» Exercises to complete:
- A) In the article about the Emergency in Uttawar, which district is Uttawar in?
- B) Reproduce the article about the Emergency in Uttawar word for word, starting at "Five decades after" and continuing up to and including "forced family planning.".

» Document excerpt:
──────────────────────────────

Five decades after emergency: Echoes of fear, courage and resistance
He may be unknown to most of Haryana and the country, but in the oral history of Mewat, Abdul Rehman, the then village head of Uttawar, is remembered as a hero. In 1976, during the Emergency, Rehman is said to have led a courageous resistance against the infamous vasectomy raids carried out under Sanjay Gandhi’s sterilisation campaign.
“You can’t neuter even a Mewati dog, leave aside our men,” Rehman had warned the government teams who came to forcibly take men for sterilisation. He reportedly helped several young men, especially unmarried boys, escape into the Aravallis, saving entire family lines from extinction.
The quiet village of Uttawar in Palwal district may appear nondescript today, but in the shadow of the Emergency, it became one of the key battlegrounds of forced family planning.
Although Emergency was imposed on June 25, 1975, it was only in November 1976 that its brutal impact was felt here, when raids began targeting men for forced sterilisation under the “camp approach” promoted by Sanjay Gandhi.
“How can we forget that night of November 1976?” recalls Muhammad Yakoob, now 82. “We had a tip-off. We were being targeted for resisting threats and coercion from officials. We formed night patrol teams, but when the masjid loudspeakers started blaring, calling every man and boy over 15 to gather in the school ground — we knew they had come. Even today, I feel the chill of that night. Horse-mounted police surrounded the village to stop anyone from escaping.”
According to village elders, this was not a surprise raid. For months, senior officials and police had been pressuring the villagers to undergo sterilisation. Posters promoting family planning were plastered everywhere.

──────────────────────────────

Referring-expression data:

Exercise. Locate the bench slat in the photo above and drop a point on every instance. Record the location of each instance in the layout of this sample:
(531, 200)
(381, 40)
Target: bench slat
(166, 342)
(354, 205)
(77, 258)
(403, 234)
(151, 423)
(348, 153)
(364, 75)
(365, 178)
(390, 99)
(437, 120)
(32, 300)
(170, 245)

──────────────────────────────

» Responses:
- A) Palwal district.

- B)
Five decades after emergency: Echoes of fear, courage and resistance
He may be unknown to most of Haryana and the country, but in the oral history of Mewat, Abdul Rehman, the then village head of Uttawar, is remembered as a hero. In 1976, during the Emergency, Rehman is said to have led a courageous resistance against the infamous vasectomy raids carried out under Sanjay Gandhi’s sterilisation campaign.
“You can’t neuter even a Mewati dog, leave aside our men,” Rehman had warned the government teams who came to forcibly take men for sterilisation. He reportedly helped several young men, especially unmarried boys, escape into the Aravallis, saving entire family lines from extinction.
The quiet village of Uttawar in Palwal district may appear nondescript today, but in the shadow of the Emergency, it became one of the key battlegrounds of forced family planning.